**AVAILABLE RECORDS:**
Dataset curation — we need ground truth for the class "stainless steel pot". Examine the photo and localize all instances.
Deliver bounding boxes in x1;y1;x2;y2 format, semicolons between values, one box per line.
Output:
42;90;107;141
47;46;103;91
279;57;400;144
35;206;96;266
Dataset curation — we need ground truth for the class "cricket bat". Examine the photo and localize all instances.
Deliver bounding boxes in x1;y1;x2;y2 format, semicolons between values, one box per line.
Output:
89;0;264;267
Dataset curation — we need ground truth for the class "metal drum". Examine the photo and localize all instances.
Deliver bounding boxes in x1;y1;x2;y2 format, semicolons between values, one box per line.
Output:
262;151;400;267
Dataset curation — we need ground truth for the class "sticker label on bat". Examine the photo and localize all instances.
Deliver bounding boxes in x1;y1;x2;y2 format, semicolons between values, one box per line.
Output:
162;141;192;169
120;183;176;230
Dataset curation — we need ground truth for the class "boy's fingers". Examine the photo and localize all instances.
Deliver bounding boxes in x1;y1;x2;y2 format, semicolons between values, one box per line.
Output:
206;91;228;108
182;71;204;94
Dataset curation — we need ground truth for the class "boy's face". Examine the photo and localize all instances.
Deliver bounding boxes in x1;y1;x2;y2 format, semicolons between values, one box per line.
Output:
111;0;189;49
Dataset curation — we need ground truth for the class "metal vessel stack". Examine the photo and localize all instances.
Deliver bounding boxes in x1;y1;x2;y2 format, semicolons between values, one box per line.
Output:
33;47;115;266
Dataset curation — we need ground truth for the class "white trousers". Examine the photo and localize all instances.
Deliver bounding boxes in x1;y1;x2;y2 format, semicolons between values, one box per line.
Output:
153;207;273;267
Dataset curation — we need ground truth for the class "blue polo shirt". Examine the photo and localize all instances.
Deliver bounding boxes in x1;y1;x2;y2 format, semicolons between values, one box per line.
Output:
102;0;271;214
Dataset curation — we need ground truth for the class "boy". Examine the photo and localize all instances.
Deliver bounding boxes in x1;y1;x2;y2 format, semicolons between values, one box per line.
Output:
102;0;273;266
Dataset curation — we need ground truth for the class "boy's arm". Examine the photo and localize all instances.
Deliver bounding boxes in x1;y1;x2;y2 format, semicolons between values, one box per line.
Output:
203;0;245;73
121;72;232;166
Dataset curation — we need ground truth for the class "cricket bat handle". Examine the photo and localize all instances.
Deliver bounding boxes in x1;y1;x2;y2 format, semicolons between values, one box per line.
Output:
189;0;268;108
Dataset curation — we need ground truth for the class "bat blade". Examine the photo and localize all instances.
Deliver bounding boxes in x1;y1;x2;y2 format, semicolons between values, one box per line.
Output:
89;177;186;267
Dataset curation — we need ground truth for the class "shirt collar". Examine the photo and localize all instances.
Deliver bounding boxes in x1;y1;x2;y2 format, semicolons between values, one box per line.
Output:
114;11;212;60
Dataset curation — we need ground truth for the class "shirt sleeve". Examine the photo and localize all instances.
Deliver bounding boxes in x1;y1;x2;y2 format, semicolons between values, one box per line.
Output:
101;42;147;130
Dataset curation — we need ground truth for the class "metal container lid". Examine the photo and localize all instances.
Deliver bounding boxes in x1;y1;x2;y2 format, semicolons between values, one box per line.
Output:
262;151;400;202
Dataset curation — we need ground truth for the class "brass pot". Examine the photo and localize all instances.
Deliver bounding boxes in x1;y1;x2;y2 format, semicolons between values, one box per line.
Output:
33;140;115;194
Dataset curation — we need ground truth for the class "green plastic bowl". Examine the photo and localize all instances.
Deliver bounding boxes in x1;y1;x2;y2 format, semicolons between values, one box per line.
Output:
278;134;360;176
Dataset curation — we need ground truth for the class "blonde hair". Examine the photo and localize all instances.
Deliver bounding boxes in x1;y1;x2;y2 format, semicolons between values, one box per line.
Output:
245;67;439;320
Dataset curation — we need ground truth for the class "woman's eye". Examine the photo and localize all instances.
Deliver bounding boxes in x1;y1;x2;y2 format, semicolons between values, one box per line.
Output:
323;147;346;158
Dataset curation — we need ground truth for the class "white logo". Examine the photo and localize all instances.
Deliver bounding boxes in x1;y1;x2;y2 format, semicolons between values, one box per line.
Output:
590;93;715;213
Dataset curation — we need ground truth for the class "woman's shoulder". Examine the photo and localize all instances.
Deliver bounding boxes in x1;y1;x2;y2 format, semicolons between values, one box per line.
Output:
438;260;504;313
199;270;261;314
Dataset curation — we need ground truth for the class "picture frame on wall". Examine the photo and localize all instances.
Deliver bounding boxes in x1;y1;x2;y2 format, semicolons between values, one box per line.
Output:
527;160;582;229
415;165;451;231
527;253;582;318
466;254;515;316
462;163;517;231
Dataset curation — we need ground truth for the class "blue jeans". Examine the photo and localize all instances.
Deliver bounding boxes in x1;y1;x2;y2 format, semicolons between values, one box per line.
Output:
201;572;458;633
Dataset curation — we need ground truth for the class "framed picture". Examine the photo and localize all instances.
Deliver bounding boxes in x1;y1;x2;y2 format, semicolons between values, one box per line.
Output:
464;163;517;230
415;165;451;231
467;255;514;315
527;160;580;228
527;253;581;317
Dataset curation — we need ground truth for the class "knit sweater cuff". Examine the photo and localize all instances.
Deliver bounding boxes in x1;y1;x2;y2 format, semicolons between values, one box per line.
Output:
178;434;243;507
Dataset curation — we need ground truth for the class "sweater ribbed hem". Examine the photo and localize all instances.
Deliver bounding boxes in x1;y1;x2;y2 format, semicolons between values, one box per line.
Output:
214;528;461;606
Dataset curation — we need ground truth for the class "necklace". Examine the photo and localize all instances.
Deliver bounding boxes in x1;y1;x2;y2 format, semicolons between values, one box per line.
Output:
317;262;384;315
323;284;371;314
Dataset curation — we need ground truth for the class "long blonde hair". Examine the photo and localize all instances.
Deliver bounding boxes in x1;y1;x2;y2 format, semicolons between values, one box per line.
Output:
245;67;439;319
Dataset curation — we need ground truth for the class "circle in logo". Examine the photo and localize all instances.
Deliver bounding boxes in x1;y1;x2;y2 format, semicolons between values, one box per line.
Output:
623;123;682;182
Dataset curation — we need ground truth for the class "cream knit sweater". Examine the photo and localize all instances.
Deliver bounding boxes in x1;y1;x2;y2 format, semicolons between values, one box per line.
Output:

**TASK GOAL:**
Rewrite all of the items above with "Examine" changed to "Inspect" wherever it appears, keeping every other word the same.

**ANSWER TO THE TASK:**
Dataset curation — we need ground truth for the class "stainless steel pot". Inspect the photo and localize all instances.
Deliver bounding boxes in x1;y1;x2;y2 format, semicolons between values, one box per line.
Output:
42;90;107;141
47;46;103;91
279;57;400;144
35;206;96;266
Dataset curation — we need ground truth for the class "cricket bat". Inspect the photo and localize all instances.
Deliver bounding boxes in x1;y1;x2;y2 format, semicolons between values, one box per line.
Output:
89;0;264;267
Dataset curation — we need ground truth for the class "metal drum". Inspect the photo and localize all instances.
Deliver bounding boxes in x1;y1;x2;y2 format, semicolons between values, one box per line.
Output:
262;151;400;267
Dataset curation — we need ground truth for the class "sticker label on bat". Inspect the photo and localize all instances.
Deliver bounding boxes in x1;y1;x2;y2 format, semicolons between values, one box per line.
Output:
162;141;192;169
120;183;176;230
Dataset curation — we need ground truth for the class "boy's fingers". Inspect the photo and localize all instances.
Deliver bounding boxes in x1;y1;x2;y2 format, semicolons between values, one box per line.
Output:
206;91;228;108
182;71;204;94
Dataset curation — we need ground truth for the class "boy's face". Inspect the photo and localize all instances.
Deliver bounding boxes in x1;y1;x2;y2 format, semicolons between values, one box per line.
Output:
111;0;189;49
Dataset curation — we need ground truth for the class "metal vessel stack". Inspect the photo and localize all instances.
Deliver bounding boxes in x1;y1;x2;y2 format, semicolons between values, one box per line.
Output:
33;47;115;266
Dataset curation — we need ground truth for the class "white trousers". Inspect the photo and localize all instances.
Deliver bounding boxes in x1;y1;x2;y2 format, semicolons between values, one box per line.
Output:
153;207;273;267
Dataset curation — we need ground truth for the class "blue polo shirt". Inspect the photo and localize all instances.
Deliver bounding boxes in x1;y1;x2;y2 format, semicolons between values, one box per line.
Output:
102;0;271;214
Dataset curation — we need ground truth for the class "boy". Inspect the photo and localize all instances.
Deliver bounding boxes in x1;y1;x2;y2 format, semicolons between values, one box per line.
Output:
102;0;273;266
Dataset curation — we need ground truth for the class "boy's arm". Inspect the photo and localize all instances.
Deliver bounding boxes in x1;y1;x2;y2 format, semicolons between values, one box per line.
Output:
203;0;245;73
121;72;232;166
Dataset curation — we need ground truth for the class "cricket bat handle". Inspect the photo and localize all instances.
Deliver bounding boxes in x1;y1;x2;y2 format, semicolons between values, one box per line.
Output:
189;0;268;108
Dataset curation — we need ground truth for the class "bat blade". Inspect the photo and localize all instances.
Deliver bounding boxes in x1;y1;x2;y2 format, semicolons between values, one box per line.
Output:
89;177;186;267
Dataset curation — we need ground truth for the class "shirt collar". Inspect the photo and localize all instances.
Deliver bounding boxes in x1;y1;x2;y2 format, semicolons between values, one box per line.
Output:
114;11;212;60
Dataset curation — we need ground truth for the class "shirt sleeve". Inspect the photo and localize all instances.
Deliver bounding boxes in x1;y1;x2;y2 format, semicolons between values, one box per line.
Output:
101;42;147;130
Dataset curation — we need ground truth for the class "metal container lid". Inspect the photo and localize all instances.
Deliver bounding boxes in x1;y1;x2;y2 format, semicolons between values, one box per line.
Output:
262;151;400;202
Dataset curation — we need ground truth for the class "brass pot". Inspect the photo and localize all instances.
Deliver bounding boxes in x1;y1;x2;y2 format, semicolons between values, one box per line.
Output:
33;140;115;194
Dataset curation — we need ground truth for the class "green plastic bowl". Inspect the photo and localize all instances.
Deliver bounding boxes in x1;y1;x2;y2 format, semicolons between values, one box per line.
Output:
278;134;360;176
Dataset curation — we need ground truth for the class "blonde hair". Inspect the photo and localize all instances.
Deliver bounding boxes in x1;y1;x2;y2 format, semicolons between values, one box per line.
Output:
245;67;439;320
Dataset curation — we need ground truth for the class "woman's eye". Inspect the photo and localize all instances.
Deliver bounding boxes in x1;y1;x2;y2 format, semicolons between values, one box per line.
Output:
323;147;346;158
Dataset curation — we need ground truth for the class "white logo". Inspect the photo and localize all instances.
Deliver bounding boxes in x1;y1;x2;y2 format, semicolons between values, one box per line.
Output:
590;93;715;213
Dataset curation — we need ground truth for the class "woman's shoulder". Inspect the photo and localize all instances.
Deliver bounding boxes in x1;y1;x2;y2 format, semicolons between values, one box per line.
Output:
438;260;504;313
199;270;261;314
Dataset curation — we need ground truth for the class "picture frame on wall". Inspect the photo and localize all instances.
Deliver bounding boxes in x1;y1;x2;y2 format, semicolons between values, one box per line.
Output:
527;160;582;229
415;165;451;231
527;253;582;318
466;254;515;316
462;163;517;231
Dataset curation — we need ground truth for the class "blue jeans". Inspect the photo and localize all instances.
Deliver bounding boxes in x1;y1;x2;y2 format, semicolons between values, one box per line.
Output:
201;572;458;633
Dataset curation — we need ground truth for the class "framed picture". Inspect the photo and localize all instances.
Deliver bounding boxes in x1;y1;x2;y2 format, semicolons between values, one box per line.
Output:
464;163;517;230
415;165;451;231
467;255;514;315
527;160;580;228
527;253;581;317
Dataset curation — we need ground truth for the class "knit sweater cuff". Inspect the photo and localize all instances.
Deliver bounding boxes in x1;y1;x2;y2 format, semicolons between values, one box per line.
Output:
178;434;243;507
Dataset curation — we need ground truth for the class "sweater ribbed hem". Inspect the photo and localize all instances.
Deliver bounding boxes in x1;y1;x2;y2 format, semicolons between values, one box per line.
Output:
214;528;461;606
Dataset curation — we need ground truth for the class "necklace". Inspect the photo and localize all instances.
Deliver bounding boxes in x1;y1;x2;y2 format, semicolons between values, one box per line.
Output:
317;262;384;315
323;284;371;314
Dataset curation — we need ground truth for the class "long blonde hair". Inspect the photo and localize all instances.
Deliver bounding boxes in x1;y1;x2;y2 format, semicolons between values, one box per line.
Output:
245;67;439;319
Dataset curation — we need ground truth for the class "circle in logo". Inspect the photo and localize all instances.
Deliver bounding boxes in x1;y1;x2;y2 format, semicolons between values, one box per line.
Output:
623;123;682;182
Dataset curation — we need ground truth for the class "cream knit sweater". Inspect the photo and localize all instances.
Deliver bounding boxes in x1;y1;x2;y2 format, semicolons between values, one box per line.
Output:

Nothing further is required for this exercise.